*** TEXT EXCERPT Section Begins ***

Router Functionality

The router is the cornerstone of Mixtral’s efficiency, functioning as a dynamic selector of experts. At each layer, for every input token, the router chooses two experts to process the token. This is illustrated in Figure 2 where the router sits atop the layer norm and directs inputs to the chosen experts. The selection process is governed by a gating network, represented by the following equation:

\[\sum_{i=0}^{n-1} G(x)_i \cdot E_i(x)\]

Here, \(G(x)_i\) is a scalar representing the output of the gating network for the i-th expert, while \(E_i(x)\) is the output of the i-th expert. The gating vector \(G(x)\) is designed to be sparse, meaning most of its elements are zero, and computation is only performed for the non-zero elements, corresponding to the top \(K\) experts with the highest gating values. This sparsity ensures that only the most relevant experts for a given token are engaged.

The gating mechanism is mathematically formalized as:

\[G(x) := \text{Softmax}(\text{TopK}(x \cdot W_g))\]

where \(W_g\) is a weight matrix and TopK selects the top \(K\) logits, setting all others to negative infinity, effectively zeroing them out. In Mixtral, \(K\) is set to 2, meaning that for each token, only two experts are actively contributing to the model’s output, hence the designation 8x7B – eight experts per layer in a 7 billion parameter model.

*** TEXT EXCERPT Section Ends ***

*REQUIREMENT A:* Retype the router passage word for word, between "The gating mechanism" and "billion parameter model.", inclusive.
*REQUIREMENT B:* According to the router passage, how many experts does the router choose for each input token at each layer?

*** DATASET EXTRACT Section Begins ***

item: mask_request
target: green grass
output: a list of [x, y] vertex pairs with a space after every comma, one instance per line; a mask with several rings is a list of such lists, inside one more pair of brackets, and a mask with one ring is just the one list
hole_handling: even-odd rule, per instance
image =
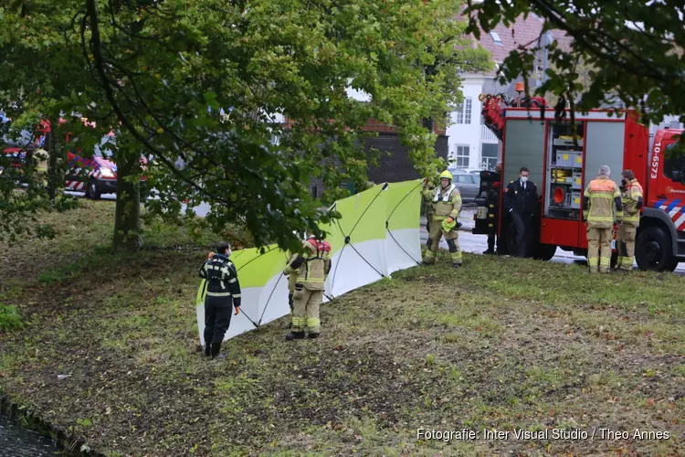
[[[108, 455], [675, 455], [685, 432], [682, 278], [465, 255], [197, 352], [195, 271], [212, 237], [146, 226], [109, 253], [111, 202], [46, 215], [58, 236], [1, 246], [10, 398]], [[75, 228], [72, 228], [72, 226]], [[180, 248], [180, 249], [179, 249]], [[32, 256], [45, 253], [41, 261]], [[70, 375], [58, 379], [58, 374]], [[665, 441], [417, 441], [416, 429], [669, 430]]]
[[26, 327], [16, 306], [0, 303], [0, 331], [19, 330]]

*** DATASET EXTRACT Section Ends ***

*ANSWER AREA A:*
The gating mechanism is mathematically formalized as:

\[G(x) := \text{Softmax}(\text{TopK}(x \cdot W_g))\]

where \(W_g\) is a weight matrix and TopK selects the top \(K\) logits, setting all others to negative infinity, effectively zeroing them out. In Mixtral, \(K\) is set to 2, meaning that for each token, only two experts are actively contributing to the model’s output, hence the designation 8x7B – eight experts per layer in a 7 billion parameter model.

*ANSWER AREA B:* Two experts.